- **Problem**
Rewrite the rows starting with the line that contains "Exercise. Point out the dog's snout" and going on through the line that contains "point(392, 535)", keeping every line, and increase each point coordinate by 98. Reproduce no other rows.

- **Data entries**

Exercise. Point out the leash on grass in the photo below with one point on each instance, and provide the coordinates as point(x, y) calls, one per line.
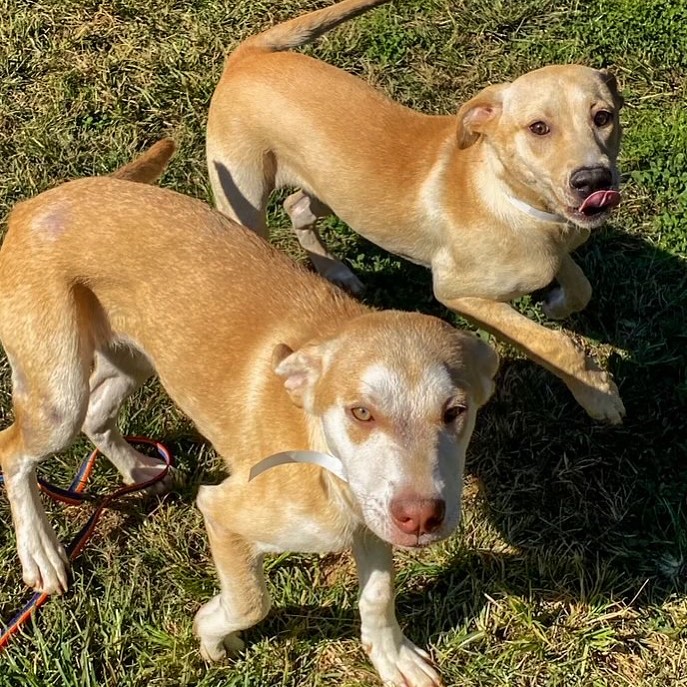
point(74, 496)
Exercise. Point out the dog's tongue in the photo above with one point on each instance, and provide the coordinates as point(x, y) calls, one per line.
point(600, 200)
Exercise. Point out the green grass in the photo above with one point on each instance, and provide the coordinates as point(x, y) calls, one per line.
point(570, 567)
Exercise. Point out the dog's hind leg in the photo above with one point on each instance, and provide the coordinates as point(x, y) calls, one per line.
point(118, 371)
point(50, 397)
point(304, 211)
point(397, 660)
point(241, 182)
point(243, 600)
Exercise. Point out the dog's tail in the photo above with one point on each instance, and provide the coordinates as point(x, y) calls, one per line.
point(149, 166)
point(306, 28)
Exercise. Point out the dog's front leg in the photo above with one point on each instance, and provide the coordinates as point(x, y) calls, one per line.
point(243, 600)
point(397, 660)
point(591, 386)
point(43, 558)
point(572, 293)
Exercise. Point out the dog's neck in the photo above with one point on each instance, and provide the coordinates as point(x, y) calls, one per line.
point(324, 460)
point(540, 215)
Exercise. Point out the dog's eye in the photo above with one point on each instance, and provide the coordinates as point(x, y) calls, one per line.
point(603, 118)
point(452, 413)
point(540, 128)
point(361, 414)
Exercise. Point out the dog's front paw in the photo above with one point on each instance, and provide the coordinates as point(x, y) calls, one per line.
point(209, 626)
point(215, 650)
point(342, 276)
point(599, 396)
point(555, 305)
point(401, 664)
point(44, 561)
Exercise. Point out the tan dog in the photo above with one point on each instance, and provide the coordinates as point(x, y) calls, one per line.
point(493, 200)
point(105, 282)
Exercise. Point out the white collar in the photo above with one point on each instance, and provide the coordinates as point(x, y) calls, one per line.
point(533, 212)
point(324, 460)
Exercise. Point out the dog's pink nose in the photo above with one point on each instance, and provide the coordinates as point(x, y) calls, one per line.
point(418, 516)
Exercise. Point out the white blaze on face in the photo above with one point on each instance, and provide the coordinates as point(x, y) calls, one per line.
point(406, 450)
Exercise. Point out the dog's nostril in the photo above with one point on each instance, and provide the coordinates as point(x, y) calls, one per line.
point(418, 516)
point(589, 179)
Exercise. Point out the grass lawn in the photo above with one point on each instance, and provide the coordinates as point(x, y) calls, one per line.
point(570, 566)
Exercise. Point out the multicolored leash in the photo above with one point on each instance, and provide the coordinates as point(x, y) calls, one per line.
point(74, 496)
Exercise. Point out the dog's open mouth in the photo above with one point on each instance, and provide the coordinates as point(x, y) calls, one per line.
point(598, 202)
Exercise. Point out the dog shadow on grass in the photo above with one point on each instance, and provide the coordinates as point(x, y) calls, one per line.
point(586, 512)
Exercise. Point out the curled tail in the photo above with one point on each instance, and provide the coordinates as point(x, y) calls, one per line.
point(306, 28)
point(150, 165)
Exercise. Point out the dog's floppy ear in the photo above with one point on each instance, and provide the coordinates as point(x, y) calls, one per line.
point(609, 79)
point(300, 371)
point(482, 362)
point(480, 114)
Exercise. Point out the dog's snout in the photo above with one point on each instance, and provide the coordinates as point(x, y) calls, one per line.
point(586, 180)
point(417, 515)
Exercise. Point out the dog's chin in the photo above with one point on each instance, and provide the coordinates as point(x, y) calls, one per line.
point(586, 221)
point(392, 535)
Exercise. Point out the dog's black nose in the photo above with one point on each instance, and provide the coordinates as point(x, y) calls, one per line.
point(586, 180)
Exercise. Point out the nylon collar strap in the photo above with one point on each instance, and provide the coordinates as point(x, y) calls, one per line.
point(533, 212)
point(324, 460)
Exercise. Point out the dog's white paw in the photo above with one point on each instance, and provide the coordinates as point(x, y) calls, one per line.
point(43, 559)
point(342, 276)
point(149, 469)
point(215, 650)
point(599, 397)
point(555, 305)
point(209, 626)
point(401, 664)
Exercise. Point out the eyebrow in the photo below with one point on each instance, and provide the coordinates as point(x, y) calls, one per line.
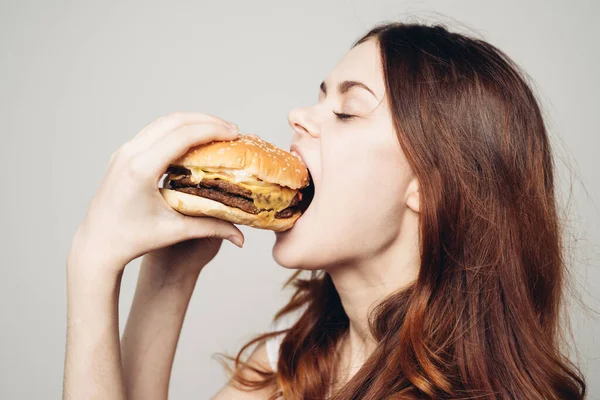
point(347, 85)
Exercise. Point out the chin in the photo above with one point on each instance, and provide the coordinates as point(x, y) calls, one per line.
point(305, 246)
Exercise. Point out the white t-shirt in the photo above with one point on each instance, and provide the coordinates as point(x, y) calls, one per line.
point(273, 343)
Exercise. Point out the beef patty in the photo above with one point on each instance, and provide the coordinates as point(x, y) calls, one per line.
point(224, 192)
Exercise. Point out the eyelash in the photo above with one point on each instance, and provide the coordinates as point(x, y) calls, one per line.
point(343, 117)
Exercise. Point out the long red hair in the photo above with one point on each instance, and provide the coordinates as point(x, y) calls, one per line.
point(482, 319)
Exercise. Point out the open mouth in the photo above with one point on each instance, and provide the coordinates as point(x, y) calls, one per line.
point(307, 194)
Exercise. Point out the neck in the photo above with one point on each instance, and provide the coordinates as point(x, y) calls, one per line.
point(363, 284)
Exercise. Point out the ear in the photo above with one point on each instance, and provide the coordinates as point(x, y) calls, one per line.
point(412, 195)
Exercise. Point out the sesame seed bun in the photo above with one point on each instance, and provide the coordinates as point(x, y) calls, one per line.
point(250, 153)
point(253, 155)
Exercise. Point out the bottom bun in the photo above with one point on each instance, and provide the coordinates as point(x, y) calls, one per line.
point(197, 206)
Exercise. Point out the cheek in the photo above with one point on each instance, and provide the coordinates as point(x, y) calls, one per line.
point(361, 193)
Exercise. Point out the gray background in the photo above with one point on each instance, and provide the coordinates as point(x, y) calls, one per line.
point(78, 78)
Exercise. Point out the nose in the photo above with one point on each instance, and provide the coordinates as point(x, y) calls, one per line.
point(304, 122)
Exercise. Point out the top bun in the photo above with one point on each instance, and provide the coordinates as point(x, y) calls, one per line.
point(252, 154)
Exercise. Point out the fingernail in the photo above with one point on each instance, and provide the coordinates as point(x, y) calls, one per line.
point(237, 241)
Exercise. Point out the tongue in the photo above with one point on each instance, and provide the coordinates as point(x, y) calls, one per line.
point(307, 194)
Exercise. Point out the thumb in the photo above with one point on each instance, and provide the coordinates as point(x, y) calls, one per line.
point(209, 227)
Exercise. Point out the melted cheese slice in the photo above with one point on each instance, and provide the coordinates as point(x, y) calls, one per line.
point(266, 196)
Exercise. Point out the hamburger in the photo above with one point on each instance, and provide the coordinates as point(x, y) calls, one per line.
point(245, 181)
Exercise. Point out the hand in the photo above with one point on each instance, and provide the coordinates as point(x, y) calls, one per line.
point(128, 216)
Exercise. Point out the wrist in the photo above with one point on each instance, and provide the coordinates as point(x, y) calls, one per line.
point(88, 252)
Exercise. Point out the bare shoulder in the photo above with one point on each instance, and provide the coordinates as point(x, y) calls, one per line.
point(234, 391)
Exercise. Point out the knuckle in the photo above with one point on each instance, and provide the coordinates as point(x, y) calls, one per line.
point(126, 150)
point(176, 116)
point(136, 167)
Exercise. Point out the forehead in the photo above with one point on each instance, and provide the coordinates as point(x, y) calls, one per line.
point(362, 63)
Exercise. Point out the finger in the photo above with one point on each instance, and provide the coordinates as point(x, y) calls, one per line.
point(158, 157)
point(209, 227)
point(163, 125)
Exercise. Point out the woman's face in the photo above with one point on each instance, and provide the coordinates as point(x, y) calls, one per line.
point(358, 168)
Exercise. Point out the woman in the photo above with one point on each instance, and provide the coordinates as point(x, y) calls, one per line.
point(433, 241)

- **Exercise answer**
Exercise. Point out the dog's snout in the photo above with one point on each instance, and provide the coordinates as point(x, y) calls, one per line.
point(684, 278)
point(515, 613)
Exercise. Point out the dog's chin in the photo above with one point on each instance, and provide the coordinates as point(x, y) calls, one per line.
point(684, 319)
point(490, 633)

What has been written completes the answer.